┏━━

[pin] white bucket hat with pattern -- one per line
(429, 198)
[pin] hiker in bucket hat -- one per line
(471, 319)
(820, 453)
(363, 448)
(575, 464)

┗━━

▶ [STATED PROBLEM]:
Reproduce every line of the records above verbatim, without altering anything.

▶ [OUTPUT OF THE EXERCISE]:
[pin] white bucket hat with pattern -- one per line
(429, 198)
[pin] hiker in bucket hat -- one per line
(471, 319)
(820, 453)
(363, 448)
(575, 464)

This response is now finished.